SUPPLIED TEXT -

- Opening Delimiter -

Village and civil parish in Lincolnshire, England

Carlton Scroop is a small village and civil parish in the South Kesteven district of Lincolnshire, England. The population of the civil parish (including Normanton) at the 2011 census was 304. It is situated 6 mi north-east from the market town of Grantham and 4 mi east from the village of Hougham. The A607 road to Lincoln passes through the centre of the village.

==History==
The village is listed in the Domesday survey as "Carletune".

Carlton Scroop Grade I listed Anglican church is dedicated to St Nicholas. Parts of the fabric are Norman, although the most obvious features are Decorated. The east window, depicting two kneeling figures each holding a shield, is an example of 14th-century medieval stained glass. Called the Newmarch window it dates from 1310. The base of the tower is 12th-century and the upper part from 1632, constructed after the former steeple collapsed.

Following the 1834 Poor Law Amendment Act, the parish subscribed to the Grantham Poor Law Union.

The village was once split in two by the Honington and Lincoln railway, opened in 1867, later part of the Great Northern Railway. The railway was closed during the Beeching cuts of 1965.

- Closing Delimiter -

TASKS TO COMPLETE -
1 – Rewrite the paragraph of the Carlton Scroop passage that begins "Carlton Scroop Grade I listed Anglican church" as a short bulleted list, keeping its main facts.
2 – State whether each statement agrees with the Carlton Scroop passage, answering yes or no and quoting the words of the passage that decide it: (a) The A607 road to Lincoln passes through the middle of the village. (b) The railway that split the village opened in 1865. (c) The upper part of the church tower is from the 12th century.
3 – Write the next part of the Carlton Scroop passage, continuing after its final sentence.
The material that follows is not needed for any of these tasks.

DATA LISTING -
- Opening Delimiter -

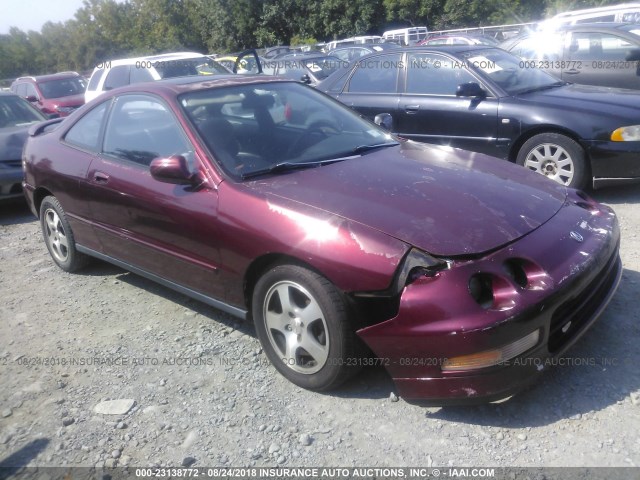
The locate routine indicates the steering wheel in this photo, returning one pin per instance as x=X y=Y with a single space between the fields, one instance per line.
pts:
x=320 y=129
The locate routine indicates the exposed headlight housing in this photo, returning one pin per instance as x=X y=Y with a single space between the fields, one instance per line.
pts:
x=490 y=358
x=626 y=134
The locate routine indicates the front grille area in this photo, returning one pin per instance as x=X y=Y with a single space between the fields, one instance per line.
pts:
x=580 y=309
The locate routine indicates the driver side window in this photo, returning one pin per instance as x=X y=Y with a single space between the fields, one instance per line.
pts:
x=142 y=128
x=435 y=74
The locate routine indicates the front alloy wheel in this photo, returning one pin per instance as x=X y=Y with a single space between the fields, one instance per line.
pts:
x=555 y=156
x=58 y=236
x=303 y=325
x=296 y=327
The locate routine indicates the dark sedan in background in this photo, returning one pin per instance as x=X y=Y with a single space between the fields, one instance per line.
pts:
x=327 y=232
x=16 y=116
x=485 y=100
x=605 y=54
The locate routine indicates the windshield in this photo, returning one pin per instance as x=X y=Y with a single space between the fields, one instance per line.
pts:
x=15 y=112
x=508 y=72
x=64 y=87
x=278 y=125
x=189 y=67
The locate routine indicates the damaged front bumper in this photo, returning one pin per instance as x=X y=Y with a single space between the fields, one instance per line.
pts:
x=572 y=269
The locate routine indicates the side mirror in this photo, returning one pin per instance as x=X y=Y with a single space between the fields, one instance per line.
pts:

- Closing Delimiter -

SET OF ANSWERS -
1 –
- The Grade I listed Anglican church is dedicated to St Nicholas.
- Some of its fabric is Norman, but its most obvious features are Decorated.
- The east window, called the Newmarch window, dates from 1310. It is 14th-century medieval stained glass showing two kneeling figures, each holding a shield.
- The base of the tower is 12th-century.
- The upper part of the tower dates from 1632 and was built after the former steeple collapsed.

2 –
(a) Yes: "The A607 road to Lincoln passes through the centre of the village."
(b) No: "opened in 1867"
(c) No: "the upper part from 1632"

3 –
A microwave tower formed part of a cold war emergency microwave communications system, 'Backbone'. A Cold War era bunker of the Royal Observer Corps was built in 1965 and abandoned in 1968, and is now demolished.

==Village==
Carlton Scroop is situated below the Lincoln Cliff, an escarpment edge that separates the Lincolnshire Wolds from the Vale of Trent. On the Cliff, 1 mi to the north, is the village of Normanton on Cliffe.

The village is part of the ecclesiastical parish of Carlton Scroop and Normanton on Cliffe, itself part of the Caythorpe Group of parishes in the Loveden Deanery of the Diocese of Lincoln. The civil parish has the same boundaries. The church is dedicated to Saint Nicholas; the 2013 incumbent is the Rev'd Ali Healy.

The Viking Way long-distance footpath passes through the village.

A mast is situated just outside the village, part of the microwave telephone link from London to Scotland.